**Location annotation dataset excerpts:**
────────────────
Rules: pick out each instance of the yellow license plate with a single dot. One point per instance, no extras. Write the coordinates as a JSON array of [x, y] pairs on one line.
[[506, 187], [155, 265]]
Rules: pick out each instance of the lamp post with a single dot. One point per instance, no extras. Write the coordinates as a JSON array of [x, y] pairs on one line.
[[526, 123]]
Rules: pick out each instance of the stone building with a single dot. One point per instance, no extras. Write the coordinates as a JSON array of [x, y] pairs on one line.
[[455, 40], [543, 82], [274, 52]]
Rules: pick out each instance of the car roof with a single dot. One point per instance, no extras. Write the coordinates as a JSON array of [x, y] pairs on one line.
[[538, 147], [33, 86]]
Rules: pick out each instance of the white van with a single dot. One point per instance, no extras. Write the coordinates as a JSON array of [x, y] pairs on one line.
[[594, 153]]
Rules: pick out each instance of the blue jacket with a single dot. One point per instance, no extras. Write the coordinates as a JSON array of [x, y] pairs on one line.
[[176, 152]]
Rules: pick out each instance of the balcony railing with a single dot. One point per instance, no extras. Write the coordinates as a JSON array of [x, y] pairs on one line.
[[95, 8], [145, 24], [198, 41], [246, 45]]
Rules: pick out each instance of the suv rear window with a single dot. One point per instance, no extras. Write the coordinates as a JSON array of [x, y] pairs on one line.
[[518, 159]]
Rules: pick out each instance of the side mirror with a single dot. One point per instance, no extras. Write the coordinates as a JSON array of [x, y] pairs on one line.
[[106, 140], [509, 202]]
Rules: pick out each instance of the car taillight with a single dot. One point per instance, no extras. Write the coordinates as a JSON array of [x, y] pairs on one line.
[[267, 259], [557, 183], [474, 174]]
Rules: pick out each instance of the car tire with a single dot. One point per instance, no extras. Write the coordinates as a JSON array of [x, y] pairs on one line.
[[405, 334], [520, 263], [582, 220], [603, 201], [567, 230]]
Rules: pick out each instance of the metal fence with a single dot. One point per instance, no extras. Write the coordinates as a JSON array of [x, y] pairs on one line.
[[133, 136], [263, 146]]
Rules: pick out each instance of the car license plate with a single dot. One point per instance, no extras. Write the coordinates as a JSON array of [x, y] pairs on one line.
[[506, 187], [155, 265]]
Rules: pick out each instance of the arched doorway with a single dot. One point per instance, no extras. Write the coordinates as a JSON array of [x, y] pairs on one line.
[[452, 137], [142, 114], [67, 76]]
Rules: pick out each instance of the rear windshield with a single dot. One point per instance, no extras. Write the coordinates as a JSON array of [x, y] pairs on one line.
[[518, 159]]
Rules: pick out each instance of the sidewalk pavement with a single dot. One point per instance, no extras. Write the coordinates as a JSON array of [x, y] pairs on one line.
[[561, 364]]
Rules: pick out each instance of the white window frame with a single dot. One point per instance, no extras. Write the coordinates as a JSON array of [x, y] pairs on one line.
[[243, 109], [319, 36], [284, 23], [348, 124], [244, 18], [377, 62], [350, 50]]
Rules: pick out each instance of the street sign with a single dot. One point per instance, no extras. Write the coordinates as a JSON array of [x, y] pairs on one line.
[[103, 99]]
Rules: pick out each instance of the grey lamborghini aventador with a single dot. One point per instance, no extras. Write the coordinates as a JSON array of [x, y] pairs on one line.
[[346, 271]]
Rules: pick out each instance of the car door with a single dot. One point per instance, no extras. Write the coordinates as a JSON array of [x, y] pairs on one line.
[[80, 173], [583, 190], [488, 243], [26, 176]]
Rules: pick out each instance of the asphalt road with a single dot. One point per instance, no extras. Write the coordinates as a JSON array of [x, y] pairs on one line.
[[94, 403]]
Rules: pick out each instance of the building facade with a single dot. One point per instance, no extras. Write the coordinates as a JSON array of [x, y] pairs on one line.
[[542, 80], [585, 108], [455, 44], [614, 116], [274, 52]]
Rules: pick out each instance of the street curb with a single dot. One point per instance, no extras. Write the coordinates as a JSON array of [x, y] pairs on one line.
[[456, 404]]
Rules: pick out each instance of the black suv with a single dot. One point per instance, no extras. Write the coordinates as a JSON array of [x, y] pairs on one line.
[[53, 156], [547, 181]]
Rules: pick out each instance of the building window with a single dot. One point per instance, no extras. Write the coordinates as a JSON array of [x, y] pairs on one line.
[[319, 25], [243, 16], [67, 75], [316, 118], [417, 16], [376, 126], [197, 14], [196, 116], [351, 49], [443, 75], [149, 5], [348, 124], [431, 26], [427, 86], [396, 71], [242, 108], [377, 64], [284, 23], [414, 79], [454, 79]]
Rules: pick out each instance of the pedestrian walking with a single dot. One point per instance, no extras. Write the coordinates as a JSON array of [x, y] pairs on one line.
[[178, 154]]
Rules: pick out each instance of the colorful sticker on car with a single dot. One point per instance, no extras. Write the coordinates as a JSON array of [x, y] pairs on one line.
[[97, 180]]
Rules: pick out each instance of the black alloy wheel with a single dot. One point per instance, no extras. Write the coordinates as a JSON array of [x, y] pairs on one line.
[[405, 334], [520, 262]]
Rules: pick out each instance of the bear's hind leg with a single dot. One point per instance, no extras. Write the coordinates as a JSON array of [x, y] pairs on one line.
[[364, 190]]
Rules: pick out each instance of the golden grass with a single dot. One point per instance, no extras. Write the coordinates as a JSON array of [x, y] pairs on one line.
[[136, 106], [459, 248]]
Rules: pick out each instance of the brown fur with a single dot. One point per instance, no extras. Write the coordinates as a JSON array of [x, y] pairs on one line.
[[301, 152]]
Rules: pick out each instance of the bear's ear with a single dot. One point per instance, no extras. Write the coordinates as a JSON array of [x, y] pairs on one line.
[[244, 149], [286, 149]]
────────────────
**Written instruction:** Copy out the lines of these records word for word, from the line with "Rules: pick out each instance of the blue" to the line with "[[95, 8], [145, 24], [198, 41], [246, 45]]", including both of those lines.

**Task solution:**
Rules: pick out each instance of the blue jacket with a single dot. One point per instance, no extras. Write the coordinates as a JSON array of [x, y] pairs on one line.
[[176, 152]]
Rules: pick out each instance of the balcony railing with a single dot. One point per instance, no extras. Write the coordinates as a JSON array of [x, y] pairs on one line.
[[95, 8], [145, 24], [198, 41], [246, 45]]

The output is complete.